* **SOURCE EXTRACT**:
#####

Professional Organizations and Resources

Professional coaching organizations offer students and working coaches opportunities to meet and network with one another, improve their practice through continuing education programs, present and listen to the latest research at conferences, and find jobs through career services. Coaching spans a variety of fields and specializations, so students may benefit from seeking a professional organization specializing in their specific area of expertise.

See below five major professional organizations and resources in the field of coaching, kinesiology, physical education, physiology, and sports psychology.

  • National Academy of Kinesiology: The National Academy of Kinesiology promotes the study of the art and science of human movement, providing resources in the field of kinesiology. These include an annual conference, publications and other research documents, and a doctoral program evaluation.
  • Positive Coaching Alliance: The Positive Coaching Alliance aims to foster better coaches and leaders through resources for high school sports coaches, parents, administrations, and student athletes. They also offer a variety of workshops and online courses.
  • American Physiological Society: The American Physiological Society promotes scientific research, education, and professional development in the physiological sciences. They provide resources on education, career development, conferences, and publications in the field.
  • Association for Applied Sport Psychology: This interdisciplinary, international organization for sports psychologists and consultants provides resources in sports science, social work, counseling, and clinical psychology. They work to provide resources and professional development opportunities for their members.
  • Society of Health and Physical Educators: SHAPE comprises health and physical education professionals, and seeks to advance the field in areas of professional practice, research, and education.

See below five resources for graduates with master's degrees in coaching or students currently pursuing a master's degree in coaching.

  • American Council on Exercise: The American Council on Exercise is a nonprofit professional organization that also offers certifications. Their areas of certification include personal trainer, group fitness instructor, health coach, and exercise specialist.
  • National Athletic Trainers Association: The National Athletic Trainers Association works to advance athletic trainers' careers. They provide a variety of continuing education resources, and their website provides a job board for working professionals and students.
  • National Federation of State High School Associations: NFHS membership is not limited to coaches, but rather serves anyone working in a high school or with high school students at the interscholastic level. They provide coaches with training programs, online courses, and certifications.
  • American College of Sports Medicine: The American College of Sports Medicine promotes education, research, and professional development in the field of sports medicine. They provide certifications, events and conferences, online training, and a job board.
  • National Commission for Health Education Credentialing: The National Commission for Health Education Credentialing provides health education certification, continuing education programs, and a jobs board.

#####

* **GIVEN ENTRIES**:
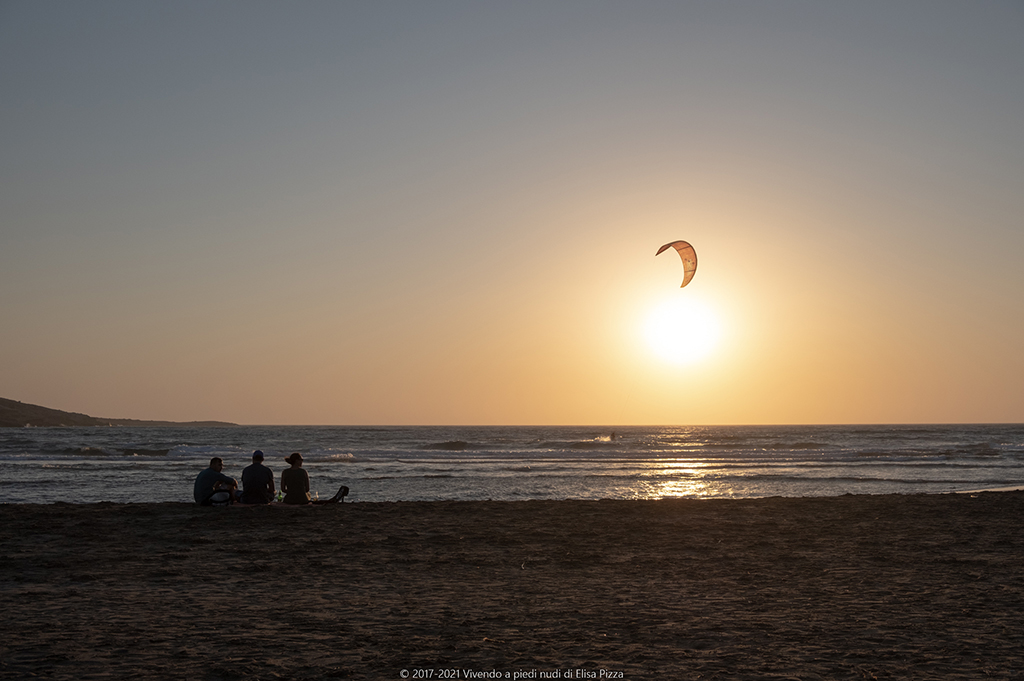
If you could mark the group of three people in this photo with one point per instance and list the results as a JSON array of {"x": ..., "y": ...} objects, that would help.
[{"x": 213, "y": 487}]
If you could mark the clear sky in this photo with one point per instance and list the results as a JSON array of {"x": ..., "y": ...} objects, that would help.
[{"x": 437, "y": 212}]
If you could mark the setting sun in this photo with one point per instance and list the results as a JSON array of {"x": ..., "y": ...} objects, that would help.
[{"x": 682, "y": 330}]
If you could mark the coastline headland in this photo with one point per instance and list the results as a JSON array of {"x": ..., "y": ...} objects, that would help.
[{"x": 18, "y": 415}]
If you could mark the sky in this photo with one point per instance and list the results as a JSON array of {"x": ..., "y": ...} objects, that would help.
[{"x": 446, "y": 212}]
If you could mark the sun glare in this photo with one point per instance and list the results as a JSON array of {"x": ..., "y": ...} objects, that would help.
[{"x": 682, "y": 330}]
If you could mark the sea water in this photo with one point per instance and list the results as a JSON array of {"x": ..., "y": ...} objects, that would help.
[{"x": 113, "y": 464}]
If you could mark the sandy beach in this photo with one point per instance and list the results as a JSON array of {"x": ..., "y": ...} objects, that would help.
[{"x": 923, "y": 587}]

#####

* **WHAT TO WORK ON**:
(A) Duplicate the passage on coaching organizations from "Professional coaching organizations" up to and including "area of expertise.".
(B) Translate this sentence from the passage on coaching organizations into Spanish: "The American Council on Exercise is a nonprofit professional organization that also offers certifications."

* **EXPECTED RESULTS**:
(A)
Professional coaching organizations offer students and working coaches opportunities to meet and network with one another, improve their practice through continuing education programs, present and listen to the latest research at conferences, and find jobs through career services. Coaching spans a variety of fields and specializations, so students may benefit from seeking a professional organization specializing in their specific area of expertise.

(B) El American Council on Exercise es una organización profesional sin fines de lucro que también ofrece certificaciones.